## [Text provided]
Sunday, January 18, 2015

The Transition: Moving From Mommy To Mom

Sometimes I wonder if I am just not cut out for this mom of elementary age school kids thing.  I mean, I kind of had it figured out when they were toddler and preschool aged.  I liked what they liked. Story time. Sing-a-longs, park play dates with fellow mommies (and wine) on a sunny day.  I knew that giving a meal a special name ("sunshine carrots" "pizza cupcakes" ") or cutting sandwiches into dinosaur shapes could fool them into eating healthy foods. I knew that the promise of a sticker or a balloon could make a trip to Target, Safeway or the liquor store tolerable for everyone. Bedtime was at 7:30. They liked the bath. They let me dress them. I knew what the hell I was doing.

Kindergarten wasn't too bad.  Homework consisted of reading and an occasional worksheet. The after school activities were of our choosing and we picked based on convenience.

But shit started getting real once we entered first, second and now third grade and I just don't know if I can keep up.  My kids are no longer as easily bribed, or motivated by the dollar bin at Target. They have opinions about how they want their hair cut. They have hours of homework, fierce tempers, and so very many interests. Soccer, baseball, basketball, swimming-  I know this is practically sacrilegious to say but I don't want to spend my Friday night in a run down gym watching my six year old running basketball drills, or my Saturdays in back to back soccer games. It's a full time job trying to keep track of their social, school and extracurricular activities. How am I really supposed to remember that the third Saturday of the month is Evan's snack day for basketball (and one kid has a gluten allergy,) and Zack's snack day is the following Tuesday-no nuts!!  When they were younger, the kids did what we wanted for the most part, with a few easy adaptations, now however... we aren't running the show.

I guess I'm a little selfish.  But that isn't the only hurdle of parenting school-aged kids I have encountered.  There are others. I mentioned homework earlier.  Oh the damn homework.  It was one thing when we were doing simple addition flash cards and practicing writing the alphabet, but long division, who does long division anymore? Third graders that's who.  And it is embarrassing when I have to reach for me phone to find the answer to 463 divided by 18. And it's too much. The homework is too damn much. At the end of a long day the last thing the kids and I want to do after dinner is more work, and yet it needs to be done, often times with kicking and screaming.

Even Christmas and other gift-giving holidays have become harder.  The kids who were once overjoyed by a stuffy, a small set of legos or some Hot Wheels now had Iphones, Ipads, gaming systems, laptops and large sums of money on their wish list. Nothing shuts down the romance of Santa than getting NOTHING on your list. (Sorry son, the elves in the North Pole don't make I-anything!)

Finally, there is a whole new world to navigate.  A world where they meet kids at school who watch R-rated movies. A world where my nine year old has his own email account and knows how to navigate the dangerous world of the worldwide web. A world where I find my children joking about vaginas and talking about kissing. A world where they know how to turn on the TV and stumble on an episode of The Family Guy.  A world where one kid has more friends than the other. A world where my kids can actually do real damage to each other in a battle over a Nerf gun. A world where the boys start asking questions about drugs and the wine we are drinking.

## [Tasks to perform]
**1.** Repeat, word for word, the stretch of the parenting post from "Sunday, January 18, 2015" through "I was doing.".
**2.** Answer these from the parenting post:
(a) What was bedtime when the kids were toddlers and preschoolers?
(b) Which division problem does the writer need a phone to solve?
(c) Which TV show might the kids stumble on?
Rely only on the parenting post itself, with no outside sources.

## [Information supplied]
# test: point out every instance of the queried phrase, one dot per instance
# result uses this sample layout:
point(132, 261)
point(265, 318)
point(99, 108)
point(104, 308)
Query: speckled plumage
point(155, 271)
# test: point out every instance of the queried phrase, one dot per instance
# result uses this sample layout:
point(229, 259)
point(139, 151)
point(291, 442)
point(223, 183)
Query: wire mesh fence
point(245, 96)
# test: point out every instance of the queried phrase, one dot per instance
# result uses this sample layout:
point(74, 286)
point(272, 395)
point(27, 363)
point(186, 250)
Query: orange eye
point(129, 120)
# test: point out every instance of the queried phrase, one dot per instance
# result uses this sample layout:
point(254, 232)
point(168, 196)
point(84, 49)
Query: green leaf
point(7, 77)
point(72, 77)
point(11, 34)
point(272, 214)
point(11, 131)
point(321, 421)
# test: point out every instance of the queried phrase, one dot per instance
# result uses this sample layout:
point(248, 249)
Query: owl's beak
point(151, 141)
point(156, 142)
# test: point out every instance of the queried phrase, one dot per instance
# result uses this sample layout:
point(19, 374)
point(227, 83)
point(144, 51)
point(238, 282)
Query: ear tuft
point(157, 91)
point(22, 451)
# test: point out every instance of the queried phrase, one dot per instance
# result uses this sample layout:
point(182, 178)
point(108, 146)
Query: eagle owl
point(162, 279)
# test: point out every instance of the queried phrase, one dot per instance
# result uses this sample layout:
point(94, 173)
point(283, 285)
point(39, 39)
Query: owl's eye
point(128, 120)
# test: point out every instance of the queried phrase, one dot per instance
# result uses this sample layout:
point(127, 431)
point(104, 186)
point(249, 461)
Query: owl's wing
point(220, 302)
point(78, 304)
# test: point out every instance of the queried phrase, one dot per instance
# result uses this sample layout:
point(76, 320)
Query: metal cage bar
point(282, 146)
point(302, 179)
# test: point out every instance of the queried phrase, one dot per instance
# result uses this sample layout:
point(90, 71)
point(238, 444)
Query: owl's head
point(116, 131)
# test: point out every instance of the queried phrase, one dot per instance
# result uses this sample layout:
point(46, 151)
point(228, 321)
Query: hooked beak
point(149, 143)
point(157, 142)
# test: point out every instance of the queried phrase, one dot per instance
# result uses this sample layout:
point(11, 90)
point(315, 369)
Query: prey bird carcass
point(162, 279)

## [Task-by-task solutions]
**1.**
Sunday, January 18, 2015

The Transition: Moving From Mommy To Mom

Sometimes I wonder if I am just not cut out for this mom of elementary age school kids thing.  I mean, I kind of had it figured out when they were toddler and preschool aged.  I liked what they liked. Story time. Sing-a-longs, park play dates with fellow mommies (and wine) on a sunny day.  I knew that giving a meal a special name ("sunshine carrots" "pizza cupcakes" ") or cutting sandwiches into dinosaur shapes could fool them into eating healthy foods. I knew that the promise of a sticker or a balloon could make a trip to Target, Safeway or the liquor store tolerable for everyone. Bedtime was at 7:30. They liked the bath. They let me dress them. I knew what the hell I was doing.

**2.**
(a) 7:30
(b) 463 divided by 18
(c) The Family Guy